**Extract provided:**
════════════════

“My sister and I had been asking for new clothes, but my parents couldn’t afford it. My mother only worked in two houses. We wanted to support our parents,” 15-year-old Saba told Aid to the Church in Need (ACN). A month after waiting for the promised dress on Easter, Saba decided to join her mother to earn extra income by cleaning houses.
On May 5 , 2022, at 9:30 am, on her way to clean a home, she was abducted by her Muslim neighbor, Yasir, a construction worker.
“He stopped the rickshaw in a street. Two others arrived on a motorcycle. He pushed aside my elder sister and pulled me inside the rickshaw. He placed a handkerchief, soaked with intoxicating chemical, on my face,” Saba told ACN.
Saba woke up in Gujrat, 130 miles northeast of Faisalabad. “I pleaded to let me return to my parents and I even quit eating for a few days. But he didn’t give in,” said Saba.
Soon after, Faisalabad police informed her father, Nadeem Masih, a sanitation worker, that Saba had married Yasir. “The duty officer asked us to leave and wait for the nikahnama (Islamic marriage contract),” said Masih, who is a member of Smyrna Church of Pakistan, a Protestant Church.
Religious minorities continue to live in fear in Pakistan where the majority of those forcibly converted are low-caste Hindus from the southern Sindh province and Christians from Punjab province. Local clerics then issue nikahnama (Islamic marriage contract) documenting the victim’s marriage to their Muslim abductors. Poverty, lack of education and low social status makes underage minority girls vulnerable to forced marriage and conversion.
The Child Marriage Restraint Act of 1929 mandates that girls cannot marry before the age of 16 and boys must be 18 or older. However, in Sindh province the local government raised the age to 16 for both sexes, making child marriage a punishable offense.
However, there are no age restrictions on conversion to Islam and a certificate from a certain religious school or a cleric is readily presented as evidence of an allegedly valid conversion. Incidents of forced conversions routinely receive media attention, especially when the girl is underage. However, while parents may manage to lodge a case with the police, the latter often fail to recover the girl. In many cases parents, out of fear, fail to go to the police.

════════════════

**Dataset items:**

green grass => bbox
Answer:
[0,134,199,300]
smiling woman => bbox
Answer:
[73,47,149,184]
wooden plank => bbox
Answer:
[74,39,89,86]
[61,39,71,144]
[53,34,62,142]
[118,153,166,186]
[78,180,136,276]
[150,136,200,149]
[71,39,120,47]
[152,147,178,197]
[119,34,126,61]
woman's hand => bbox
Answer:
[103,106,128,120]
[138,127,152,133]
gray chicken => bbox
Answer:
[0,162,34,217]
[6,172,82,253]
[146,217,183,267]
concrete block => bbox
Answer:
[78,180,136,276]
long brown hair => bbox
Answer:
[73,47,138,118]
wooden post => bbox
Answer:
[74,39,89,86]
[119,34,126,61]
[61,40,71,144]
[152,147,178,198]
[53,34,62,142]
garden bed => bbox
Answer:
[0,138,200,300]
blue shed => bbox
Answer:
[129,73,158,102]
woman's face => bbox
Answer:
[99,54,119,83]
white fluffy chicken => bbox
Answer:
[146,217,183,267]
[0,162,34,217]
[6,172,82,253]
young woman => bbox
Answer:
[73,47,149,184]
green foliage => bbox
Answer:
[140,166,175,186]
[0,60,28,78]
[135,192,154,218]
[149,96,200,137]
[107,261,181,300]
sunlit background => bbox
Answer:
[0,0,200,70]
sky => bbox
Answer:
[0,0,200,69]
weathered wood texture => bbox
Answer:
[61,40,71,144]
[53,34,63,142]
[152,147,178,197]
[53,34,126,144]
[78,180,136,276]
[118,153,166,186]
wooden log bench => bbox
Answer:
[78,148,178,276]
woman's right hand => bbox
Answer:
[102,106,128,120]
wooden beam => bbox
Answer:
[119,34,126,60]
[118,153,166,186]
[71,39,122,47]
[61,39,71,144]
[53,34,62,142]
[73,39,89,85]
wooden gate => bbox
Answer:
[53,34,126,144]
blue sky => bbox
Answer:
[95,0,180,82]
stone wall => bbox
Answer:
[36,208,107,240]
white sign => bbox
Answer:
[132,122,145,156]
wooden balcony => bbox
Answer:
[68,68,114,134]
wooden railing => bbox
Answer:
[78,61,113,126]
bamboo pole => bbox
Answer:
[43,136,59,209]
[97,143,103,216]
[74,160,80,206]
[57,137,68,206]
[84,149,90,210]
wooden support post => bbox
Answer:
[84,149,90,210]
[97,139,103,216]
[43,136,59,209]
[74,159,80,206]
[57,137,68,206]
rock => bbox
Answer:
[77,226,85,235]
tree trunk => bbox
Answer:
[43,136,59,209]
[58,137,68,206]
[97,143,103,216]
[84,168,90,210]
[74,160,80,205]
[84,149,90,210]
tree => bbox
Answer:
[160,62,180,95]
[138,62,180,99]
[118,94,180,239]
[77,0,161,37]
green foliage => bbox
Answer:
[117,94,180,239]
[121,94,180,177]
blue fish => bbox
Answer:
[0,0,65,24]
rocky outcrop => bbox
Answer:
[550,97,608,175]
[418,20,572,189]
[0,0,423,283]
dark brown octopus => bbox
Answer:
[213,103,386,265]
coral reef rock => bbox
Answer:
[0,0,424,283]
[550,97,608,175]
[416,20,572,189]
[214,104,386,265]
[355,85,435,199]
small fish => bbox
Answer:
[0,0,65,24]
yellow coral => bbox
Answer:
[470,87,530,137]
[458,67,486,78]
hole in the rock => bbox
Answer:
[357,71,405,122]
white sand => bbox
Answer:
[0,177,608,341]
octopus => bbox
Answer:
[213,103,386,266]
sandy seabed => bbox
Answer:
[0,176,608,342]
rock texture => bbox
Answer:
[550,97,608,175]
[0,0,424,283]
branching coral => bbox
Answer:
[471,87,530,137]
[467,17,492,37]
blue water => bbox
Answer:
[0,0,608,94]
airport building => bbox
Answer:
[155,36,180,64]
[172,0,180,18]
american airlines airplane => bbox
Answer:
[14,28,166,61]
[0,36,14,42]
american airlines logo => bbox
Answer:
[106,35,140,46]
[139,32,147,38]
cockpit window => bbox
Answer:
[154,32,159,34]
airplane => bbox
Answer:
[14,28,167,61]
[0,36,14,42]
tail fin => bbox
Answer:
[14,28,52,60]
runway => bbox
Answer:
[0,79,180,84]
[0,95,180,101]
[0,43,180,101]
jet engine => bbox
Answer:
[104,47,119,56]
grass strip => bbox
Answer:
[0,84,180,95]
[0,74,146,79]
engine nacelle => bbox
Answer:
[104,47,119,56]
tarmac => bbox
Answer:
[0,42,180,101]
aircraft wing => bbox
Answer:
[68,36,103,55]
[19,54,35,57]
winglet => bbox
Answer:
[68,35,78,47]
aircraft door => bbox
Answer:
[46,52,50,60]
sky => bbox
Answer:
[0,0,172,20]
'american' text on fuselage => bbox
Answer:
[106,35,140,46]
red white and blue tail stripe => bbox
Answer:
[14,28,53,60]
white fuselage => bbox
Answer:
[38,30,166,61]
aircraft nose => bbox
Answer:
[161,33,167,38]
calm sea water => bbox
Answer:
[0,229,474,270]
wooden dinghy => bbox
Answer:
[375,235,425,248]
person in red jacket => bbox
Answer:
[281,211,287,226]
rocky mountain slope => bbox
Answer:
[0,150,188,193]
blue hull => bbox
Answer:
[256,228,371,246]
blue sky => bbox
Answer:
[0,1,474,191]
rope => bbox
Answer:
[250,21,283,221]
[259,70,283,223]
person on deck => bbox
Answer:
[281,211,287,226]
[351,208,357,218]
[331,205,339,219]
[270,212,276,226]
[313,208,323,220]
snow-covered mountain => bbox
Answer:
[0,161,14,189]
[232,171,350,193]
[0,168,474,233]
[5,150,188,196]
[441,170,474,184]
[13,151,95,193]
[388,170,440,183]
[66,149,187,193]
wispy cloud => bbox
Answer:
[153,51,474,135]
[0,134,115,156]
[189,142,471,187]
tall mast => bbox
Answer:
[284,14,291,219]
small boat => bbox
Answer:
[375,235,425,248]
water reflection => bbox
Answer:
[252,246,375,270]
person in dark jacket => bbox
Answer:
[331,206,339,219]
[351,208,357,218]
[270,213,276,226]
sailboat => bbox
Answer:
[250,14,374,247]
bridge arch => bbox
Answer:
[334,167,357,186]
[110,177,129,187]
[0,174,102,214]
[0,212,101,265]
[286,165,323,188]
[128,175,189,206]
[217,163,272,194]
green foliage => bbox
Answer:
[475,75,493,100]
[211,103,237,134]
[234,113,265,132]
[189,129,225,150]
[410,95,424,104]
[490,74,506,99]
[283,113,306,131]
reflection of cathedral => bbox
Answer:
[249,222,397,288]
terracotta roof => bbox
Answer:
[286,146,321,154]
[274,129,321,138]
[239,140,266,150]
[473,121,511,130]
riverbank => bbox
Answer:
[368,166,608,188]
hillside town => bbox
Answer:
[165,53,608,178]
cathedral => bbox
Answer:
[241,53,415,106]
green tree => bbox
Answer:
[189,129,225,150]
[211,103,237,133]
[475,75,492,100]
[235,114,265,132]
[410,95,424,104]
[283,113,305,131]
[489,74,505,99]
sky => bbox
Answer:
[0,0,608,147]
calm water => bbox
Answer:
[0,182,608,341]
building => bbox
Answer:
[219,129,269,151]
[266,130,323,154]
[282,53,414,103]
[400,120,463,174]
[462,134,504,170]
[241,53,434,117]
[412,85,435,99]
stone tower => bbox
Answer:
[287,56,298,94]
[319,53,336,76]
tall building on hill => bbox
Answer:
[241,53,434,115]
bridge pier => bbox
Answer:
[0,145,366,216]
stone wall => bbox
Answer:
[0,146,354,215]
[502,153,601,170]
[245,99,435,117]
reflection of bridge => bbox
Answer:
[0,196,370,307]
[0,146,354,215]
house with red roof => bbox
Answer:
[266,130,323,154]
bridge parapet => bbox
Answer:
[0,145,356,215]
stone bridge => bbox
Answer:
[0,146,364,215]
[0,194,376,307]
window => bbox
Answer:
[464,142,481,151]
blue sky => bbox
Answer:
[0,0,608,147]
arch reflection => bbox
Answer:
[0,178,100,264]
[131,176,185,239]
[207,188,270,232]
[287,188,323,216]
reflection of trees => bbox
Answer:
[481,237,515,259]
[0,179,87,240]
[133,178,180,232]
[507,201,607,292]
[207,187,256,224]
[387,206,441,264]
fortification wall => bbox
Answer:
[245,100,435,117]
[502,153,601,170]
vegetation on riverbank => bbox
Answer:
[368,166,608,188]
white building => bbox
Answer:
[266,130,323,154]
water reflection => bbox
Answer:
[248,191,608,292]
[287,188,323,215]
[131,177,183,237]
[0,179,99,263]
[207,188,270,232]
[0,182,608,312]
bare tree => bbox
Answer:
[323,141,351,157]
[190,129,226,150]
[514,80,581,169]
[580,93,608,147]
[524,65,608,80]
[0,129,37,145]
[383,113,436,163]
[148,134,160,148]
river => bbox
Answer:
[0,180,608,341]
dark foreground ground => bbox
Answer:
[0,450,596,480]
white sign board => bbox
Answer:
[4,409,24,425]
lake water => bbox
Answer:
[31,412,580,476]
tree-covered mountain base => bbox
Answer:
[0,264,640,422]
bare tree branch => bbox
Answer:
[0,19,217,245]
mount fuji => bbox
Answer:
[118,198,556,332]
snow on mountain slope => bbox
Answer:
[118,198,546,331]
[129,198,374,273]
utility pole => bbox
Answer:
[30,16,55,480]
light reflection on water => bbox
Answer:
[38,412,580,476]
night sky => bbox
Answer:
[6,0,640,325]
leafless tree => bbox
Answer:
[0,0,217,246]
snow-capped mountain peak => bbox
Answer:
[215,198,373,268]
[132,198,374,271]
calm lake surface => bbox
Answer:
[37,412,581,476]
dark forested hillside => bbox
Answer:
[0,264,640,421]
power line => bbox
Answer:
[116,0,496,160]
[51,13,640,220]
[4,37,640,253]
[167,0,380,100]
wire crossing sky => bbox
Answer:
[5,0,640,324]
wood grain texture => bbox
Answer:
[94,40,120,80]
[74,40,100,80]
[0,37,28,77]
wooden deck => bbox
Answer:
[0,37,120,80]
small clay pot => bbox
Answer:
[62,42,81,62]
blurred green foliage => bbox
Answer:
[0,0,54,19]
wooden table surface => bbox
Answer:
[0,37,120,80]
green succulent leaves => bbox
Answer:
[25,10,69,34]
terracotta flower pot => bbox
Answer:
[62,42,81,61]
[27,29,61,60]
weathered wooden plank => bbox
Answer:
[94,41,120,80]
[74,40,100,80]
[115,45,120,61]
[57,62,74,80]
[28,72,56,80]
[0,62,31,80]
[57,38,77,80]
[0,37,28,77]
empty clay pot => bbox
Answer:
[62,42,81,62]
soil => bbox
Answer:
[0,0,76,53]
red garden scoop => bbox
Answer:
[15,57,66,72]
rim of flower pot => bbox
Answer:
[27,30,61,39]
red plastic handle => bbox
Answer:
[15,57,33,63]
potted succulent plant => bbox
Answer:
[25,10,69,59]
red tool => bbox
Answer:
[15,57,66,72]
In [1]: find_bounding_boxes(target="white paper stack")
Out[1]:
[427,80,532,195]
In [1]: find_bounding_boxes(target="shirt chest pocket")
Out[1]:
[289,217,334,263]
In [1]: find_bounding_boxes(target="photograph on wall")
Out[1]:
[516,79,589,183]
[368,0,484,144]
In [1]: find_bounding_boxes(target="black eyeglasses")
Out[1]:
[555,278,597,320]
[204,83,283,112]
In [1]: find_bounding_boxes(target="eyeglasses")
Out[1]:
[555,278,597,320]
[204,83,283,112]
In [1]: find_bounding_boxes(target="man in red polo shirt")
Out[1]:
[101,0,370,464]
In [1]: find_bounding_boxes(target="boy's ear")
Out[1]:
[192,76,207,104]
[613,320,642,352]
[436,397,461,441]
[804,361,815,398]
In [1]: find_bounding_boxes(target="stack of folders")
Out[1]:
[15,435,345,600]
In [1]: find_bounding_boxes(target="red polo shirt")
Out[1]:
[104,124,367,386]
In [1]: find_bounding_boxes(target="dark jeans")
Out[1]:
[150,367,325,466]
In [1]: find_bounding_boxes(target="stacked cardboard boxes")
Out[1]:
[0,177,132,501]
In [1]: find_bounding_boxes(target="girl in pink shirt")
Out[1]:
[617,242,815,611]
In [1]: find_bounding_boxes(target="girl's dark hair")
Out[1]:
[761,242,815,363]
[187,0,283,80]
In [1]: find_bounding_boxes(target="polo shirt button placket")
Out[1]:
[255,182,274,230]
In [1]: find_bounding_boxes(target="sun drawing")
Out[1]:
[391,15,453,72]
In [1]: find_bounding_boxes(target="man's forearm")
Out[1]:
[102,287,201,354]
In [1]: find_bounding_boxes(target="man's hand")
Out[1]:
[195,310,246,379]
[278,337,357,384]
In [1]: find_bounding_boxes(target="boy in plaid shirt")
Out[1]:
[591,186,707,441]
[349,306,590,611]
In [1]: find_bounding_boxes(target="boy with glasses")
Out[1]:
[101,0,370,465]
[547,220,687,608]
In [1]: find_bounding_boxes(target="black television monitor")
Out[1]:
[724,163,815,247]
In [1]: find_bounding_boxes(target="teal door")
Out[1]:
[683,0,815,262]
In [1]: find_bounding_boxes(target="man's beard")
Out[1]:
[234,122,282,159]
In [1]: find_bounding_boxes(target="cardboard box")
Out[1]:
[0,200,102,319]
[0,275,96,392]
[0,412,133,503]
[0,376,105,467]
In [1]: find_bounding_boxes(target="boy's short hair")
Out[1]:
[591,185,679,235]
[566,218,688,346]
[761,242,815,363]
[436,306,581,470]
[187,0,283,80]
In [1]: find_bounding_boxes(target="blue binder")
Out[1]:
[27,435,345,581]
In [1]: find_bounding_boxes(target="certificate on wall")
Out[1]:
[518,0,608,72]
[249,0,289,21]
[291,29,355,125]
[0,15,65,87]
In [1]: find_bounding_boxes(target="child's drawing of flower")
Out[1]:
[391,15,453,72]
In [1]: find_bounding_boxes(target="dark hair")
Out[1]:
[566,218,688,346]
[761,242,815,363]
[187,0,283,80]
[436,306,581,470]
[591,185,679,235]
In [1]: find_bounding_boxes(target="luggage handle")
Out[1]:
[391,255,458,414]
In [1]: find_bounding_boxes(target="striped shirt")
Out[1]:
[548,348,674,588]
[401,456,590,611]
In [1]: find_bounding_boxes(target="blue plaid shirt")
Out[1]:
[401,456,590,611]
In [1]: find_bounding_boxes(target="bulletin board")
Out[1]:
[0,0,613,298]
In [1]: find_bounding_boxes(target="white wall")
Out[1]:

════════════════

**Task 1:** In one to three sentences, explain why, according to the article on Saba's abduction, Saba started cleaning houses with her mother.
**Task 2:** Continue the article on Saba's abduction after its final paragraph.

**Exercise response 1:** Saba and her sister had been asking for new clothes that their parents could not afford, because their mother worked in only two houses, and the girls wanted to support their parents. After waiting a month for the dress promised at Easter, Saba joined her mother to earn extra income.

**Exercise response 2:**
According to the Lahore-based Center for Social Justice (CSJ), an independent research and advocacy organization, at least 78 cases of forced or involuntary conversions of 39 Hindu and 38 Christian minor girls, besides a Sikh girl, were reported in 2021 alone. By some estimates the number of annual instances of forced marriage and conversion is much highere. Some 1,000 women from religious minorities such as Christians and Hindus are forcibly converted and married annually in Pakistan, Forbes magazine reported in February 2021, quoting human rights organizations.
At least two important bills, the Domestic Violence Prevention and Protection Bill 2020 and the Prohibition of Forced Conversions Bill 2021, could not be passed last year due to objections by the Council of Islamic Ideology.
To call attention to Saba’s case, Lala Robin Daniel, a Christian rights activist initiated a series of daily protests from 7pm to midnight against forced conversions and marriages of minority girls in Faisalabad.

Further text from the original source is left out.